STATED TASK:
Reproduce the listing from its first line through the line containing "<point>225,854</point>", inclusive, substituting "ocellus" for every occurrence of "compound eye" and leaving everything else unchanged.

* * *

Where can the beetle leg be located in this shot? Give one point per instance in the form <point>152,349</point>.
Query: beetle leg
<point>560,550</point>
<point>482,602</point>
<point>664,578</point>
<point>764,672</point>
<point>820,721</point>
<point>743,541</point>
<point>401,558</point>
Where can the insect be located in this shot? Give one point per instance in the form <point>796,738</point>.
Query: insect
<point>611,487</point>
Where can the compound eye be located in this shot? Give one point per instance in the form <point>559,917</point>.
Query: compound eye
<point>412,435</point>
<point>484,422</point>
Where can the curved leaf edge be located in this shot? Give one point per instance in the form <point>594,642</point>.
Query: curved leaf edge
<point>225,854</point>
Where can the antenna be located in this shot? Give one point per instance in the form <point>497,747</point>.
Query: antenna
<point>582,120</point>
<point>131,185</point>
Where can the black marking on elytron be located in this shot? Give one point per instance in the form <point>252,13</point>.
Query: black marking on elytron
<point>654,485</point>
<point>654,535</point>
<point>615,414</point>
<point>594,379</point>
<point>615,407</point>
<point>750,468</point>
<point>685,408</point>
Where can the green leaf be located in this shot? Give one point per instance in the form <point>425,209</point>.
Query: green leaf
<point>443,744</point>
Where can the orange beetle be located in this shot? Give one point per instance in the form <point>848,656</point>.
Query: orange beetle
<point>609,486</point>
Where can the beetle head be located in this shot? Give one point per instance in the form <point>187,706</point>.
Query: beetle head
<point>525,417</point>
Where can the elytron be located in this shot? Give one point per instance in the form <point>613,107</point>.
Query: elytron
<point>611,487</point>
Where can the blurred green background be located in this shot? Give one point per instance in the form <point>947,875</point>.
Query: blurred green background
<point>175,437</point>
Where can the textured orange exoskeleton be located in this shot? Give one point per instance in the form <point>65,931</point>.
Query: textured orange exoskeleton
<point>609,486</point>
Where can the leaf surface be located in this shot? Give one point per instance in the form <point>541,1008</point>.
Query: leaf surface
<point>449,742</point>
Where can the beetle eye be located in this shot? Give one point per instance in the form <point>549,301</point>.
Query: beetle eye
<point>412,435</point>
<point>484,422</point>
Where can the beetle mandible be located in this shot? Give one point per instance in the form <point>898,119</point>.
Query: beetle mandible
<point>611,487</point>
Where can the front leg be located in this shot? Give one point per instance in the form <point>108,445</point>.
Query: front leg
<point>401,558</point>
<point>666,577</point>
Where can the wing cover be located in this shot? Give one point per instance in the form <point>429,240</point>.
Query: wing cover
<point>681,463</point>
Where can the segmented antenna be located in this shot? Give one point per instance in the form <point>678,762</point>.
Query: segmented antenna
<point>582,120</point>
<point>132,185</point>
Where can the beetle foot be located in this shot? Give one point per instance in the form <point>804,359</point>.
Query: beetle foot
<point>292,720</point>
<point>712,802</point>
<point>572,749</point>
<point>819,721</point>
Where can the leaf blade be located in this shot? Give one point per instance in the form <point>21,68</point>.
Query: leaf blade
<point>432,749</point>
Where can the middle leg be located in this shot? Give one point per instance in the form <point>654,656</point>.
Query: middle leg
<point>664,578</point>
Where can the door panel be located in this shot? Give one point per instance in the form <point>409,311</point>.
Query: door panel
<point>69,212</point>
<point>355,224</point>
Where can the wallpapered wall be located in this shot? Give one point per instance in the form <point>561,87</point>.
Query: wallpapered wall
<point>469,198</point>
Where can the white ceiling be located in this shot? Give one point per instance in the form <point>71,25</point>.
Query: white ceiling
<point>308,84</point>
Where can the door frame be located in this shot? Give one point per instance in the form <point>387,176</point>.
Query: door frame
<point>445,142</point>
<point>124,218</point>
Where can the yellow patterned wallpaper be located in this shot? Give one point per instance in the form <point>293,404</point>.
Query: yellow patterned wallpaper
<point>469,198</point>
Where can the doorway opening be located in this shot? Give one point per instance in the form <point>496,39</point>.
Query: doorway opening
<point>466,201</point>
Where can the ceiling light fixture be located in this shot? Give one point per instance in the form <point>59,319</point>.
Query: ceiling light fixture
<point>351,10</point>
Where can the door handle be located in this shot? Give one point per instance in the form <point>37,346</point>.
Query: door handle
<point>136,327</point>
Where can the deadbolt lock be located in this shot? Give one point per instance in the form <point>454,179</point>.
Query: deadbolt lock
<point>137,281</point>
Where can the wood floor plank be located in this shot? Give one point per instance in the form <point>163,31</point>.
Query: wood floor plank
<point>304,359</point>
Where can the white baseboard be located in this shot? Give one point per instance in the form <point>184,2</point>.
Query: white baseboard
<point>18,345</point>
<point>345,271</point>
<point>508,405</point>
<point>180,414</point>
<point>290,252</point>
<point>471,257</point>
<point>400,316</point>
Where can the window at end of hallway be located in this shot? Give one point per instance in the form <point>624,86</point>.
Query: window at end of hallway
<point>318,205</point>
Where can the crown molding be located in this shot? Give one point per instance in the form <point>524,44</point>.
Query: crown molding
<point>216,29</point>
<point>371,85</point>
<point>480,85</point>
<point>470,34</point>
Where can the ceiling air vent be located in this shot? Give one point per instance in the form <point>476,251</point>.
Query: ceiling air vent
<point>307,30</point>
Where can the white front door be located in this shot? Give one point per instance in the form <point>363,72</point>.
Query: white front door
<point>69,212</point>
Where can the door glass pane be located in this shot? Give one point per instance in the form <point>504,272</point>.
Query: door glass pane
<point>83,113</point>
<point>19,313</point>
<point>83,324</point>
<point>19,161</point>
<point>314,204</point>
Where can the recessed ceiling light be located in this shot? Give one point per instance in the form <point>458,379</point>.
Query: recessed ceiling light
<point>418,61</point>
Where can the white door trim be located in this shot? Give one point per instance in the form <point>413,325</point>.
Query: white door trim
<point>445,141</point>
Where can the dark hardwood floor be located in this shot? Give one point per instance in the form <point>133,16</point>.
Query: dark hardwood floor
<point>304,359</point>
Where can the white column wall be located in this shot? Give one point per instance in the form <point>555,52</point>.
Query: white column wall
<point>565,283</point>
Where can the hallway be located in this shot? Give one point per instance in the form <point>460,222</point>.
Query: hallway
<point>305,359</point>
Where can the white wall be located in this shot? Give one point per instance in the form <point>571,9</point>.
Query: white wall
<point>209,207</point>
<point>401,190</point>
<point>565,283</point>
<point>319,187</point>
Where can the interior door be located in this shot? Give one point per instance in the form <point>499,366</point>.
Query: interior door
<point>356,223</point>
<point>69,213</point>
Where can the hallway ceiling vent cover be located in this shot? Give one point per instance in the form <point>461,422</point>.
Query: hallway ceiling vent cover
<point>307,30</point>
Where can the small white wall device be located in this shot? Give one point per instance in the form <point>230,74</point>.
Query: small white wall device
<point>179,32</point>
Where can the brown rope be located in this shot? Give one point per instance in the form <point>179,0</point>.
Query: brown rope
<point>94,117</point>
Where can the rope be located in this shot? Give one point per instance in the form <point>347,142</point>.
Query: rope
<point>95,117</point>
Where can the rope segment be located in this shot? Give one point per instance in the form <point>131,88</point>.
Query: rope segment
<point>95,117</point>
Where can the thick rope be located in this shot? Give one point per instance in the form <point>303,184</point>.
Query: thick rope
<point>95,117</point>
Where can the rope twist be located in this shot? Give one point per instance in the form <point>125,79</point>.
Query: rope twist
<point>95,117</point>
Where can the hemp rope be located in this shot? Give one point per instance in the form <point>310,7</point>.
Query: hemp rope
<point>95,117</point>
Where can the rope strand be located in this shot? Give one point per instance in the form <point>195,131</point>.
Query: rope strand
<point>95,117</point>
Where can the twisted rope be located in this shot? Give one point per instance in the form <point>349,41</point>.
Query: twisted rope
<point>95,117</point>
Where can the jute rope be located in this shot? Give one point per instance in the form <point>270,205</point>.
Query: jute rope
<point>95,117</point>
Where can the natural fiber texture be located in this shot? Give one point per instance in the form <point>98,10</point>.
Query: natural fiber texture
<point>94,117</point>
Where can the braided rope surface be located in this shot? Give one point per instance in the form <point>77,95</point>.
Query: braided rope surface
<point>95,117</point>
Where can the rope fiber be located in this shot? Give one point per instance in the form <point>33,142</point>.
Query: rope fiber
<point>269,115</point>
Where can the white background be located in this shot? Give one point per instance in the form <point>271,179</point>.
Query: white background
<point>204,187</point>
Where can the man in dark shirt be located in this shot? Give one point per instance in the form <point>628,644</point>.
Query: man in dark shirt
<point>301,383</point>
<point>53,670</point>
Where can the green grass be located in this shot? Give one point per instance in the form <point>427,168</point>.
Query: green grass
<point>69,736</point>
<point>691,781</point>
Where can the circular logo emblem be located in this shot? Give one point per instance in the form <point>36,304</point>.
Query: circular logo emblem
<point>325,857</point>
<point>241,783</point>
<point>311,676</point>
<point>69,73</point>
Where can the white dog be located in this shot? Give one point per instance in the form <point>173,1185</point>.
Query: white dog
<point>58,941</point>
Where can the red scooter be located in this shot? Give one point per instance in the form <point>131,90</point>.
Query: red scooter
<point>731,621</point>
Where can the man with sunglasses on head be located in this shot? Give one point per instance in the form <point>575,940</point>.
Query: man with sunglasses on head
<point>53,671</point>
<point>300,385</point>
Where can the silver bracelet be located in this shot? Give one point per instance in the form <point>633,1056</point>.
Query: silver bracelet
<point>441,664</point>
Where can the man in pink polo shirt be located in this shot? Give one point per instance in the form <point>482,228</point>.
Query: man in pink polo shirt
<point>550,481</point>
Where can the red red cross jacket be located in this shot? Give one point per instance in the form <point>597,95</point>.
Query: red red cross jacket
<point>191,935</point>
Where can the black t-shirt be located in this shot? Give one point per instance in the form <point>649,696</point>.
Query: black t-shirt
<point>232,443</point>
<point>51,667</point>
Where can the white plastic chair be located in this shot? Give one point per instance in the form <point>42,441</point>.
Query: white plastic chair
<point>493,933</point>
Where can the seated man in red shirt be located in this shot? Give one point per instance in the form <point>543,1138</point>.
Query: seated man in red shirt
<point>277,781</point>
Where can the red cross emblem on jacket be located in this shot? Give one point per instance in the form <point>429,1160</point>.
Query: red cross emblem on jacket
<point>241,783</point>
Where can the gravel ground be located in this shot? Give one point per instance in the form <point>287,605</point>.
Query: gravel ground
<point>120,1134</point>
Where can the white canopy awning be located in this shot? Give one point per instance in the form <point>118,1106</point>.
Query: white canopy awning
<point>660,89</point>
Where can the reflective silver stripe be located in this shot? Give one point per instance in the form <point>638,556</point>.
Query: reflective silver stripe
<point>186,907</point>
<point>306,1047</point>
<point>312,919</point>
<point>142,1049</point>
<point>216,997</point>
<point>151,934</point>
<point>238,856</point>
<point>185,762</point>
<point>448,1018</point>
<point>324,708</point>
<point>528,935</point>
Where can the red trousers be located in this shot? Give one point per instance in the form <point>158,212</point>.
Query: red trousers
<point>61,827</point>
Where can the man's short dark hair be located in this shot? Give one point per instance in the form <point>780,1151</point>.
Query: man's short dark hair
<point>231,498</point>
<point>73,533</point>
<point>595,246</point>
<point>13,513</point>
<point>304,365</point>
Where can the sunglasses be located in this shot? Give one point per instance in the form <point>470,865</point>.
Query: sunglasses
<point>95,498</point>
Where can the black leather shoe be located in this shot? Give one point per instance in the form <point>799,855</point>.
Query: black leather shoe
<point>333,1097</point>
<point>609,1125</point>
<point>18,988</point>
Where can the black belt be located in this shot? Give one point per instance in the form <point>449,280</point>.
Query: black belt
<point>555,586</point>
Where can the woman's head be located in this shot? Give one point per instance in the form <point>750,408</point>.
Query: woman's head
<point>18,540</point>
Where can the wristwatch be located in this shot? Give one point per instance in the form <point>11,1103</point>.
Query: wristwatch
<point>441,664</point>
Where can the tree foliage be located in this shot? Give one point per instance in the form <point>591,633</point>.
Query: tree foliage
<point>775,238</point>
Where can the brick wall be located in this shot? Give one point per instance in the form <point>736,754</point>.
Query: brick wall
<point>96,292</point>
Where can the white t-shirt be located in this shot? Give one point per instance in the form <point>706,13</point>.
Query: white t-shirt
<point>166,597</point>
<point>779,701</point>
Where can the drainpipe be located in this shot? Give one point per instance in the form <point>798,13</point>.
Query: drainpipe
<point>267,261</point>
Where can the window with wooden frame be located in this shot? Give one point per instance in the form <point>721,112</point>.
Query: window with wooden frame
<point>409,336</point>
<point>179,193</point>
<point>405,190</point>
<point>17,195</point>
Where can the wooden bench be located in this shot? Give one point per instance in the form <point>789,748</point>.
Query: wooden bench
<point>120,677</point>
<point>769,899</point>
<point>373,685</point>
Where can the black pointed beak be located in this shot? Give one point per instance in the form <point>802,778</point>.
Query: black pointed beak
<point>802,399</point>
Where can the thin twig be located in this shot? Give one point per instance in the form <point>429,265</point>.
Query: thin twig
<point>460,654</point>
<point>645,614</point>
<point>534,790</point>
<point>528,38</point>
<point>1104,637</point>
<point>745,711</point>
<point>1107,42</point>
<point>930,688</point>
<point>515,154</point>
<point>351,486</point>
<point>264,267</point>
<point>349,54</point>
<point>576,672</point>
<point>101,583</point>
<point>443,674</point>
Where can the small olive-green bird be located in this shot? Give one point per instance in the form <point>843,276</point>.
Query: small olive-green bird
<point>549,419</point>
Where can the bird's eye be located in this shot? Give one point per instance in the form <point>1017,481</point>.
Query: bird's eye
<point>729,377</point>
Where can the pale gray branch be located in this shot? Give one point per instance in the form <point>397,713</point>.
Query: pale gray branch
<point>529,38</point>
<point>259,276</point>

* * *

COMPLETED EXERCISE:
Where can the beetle leg be located in this shot? Give one point per instance in the form <point>152,349</point>.
Query: beetle leg
<point>560,550</point>
<point>482,602</point>
<point>664,578</point>
<point>764,672</point>
<point>820,721</point>
<point>743,541</point>
<point>401,558</point>
Where can the insect be located in this shot? Give one point per instance in the form <point>796,738</point>.
Query: insect
<point>611,487</point>
Where can the ocellus be located in this shot? Give one point per instance in the form <point>559,917</point>.
Query: ocellus
<point>412,435</point>
<point>484,422</point>
Where can the curved leaf edge be located in this shot? Give one point per instance in the form <point>594,642</point>.
Query: curved leaf edge
<point>225,854</point>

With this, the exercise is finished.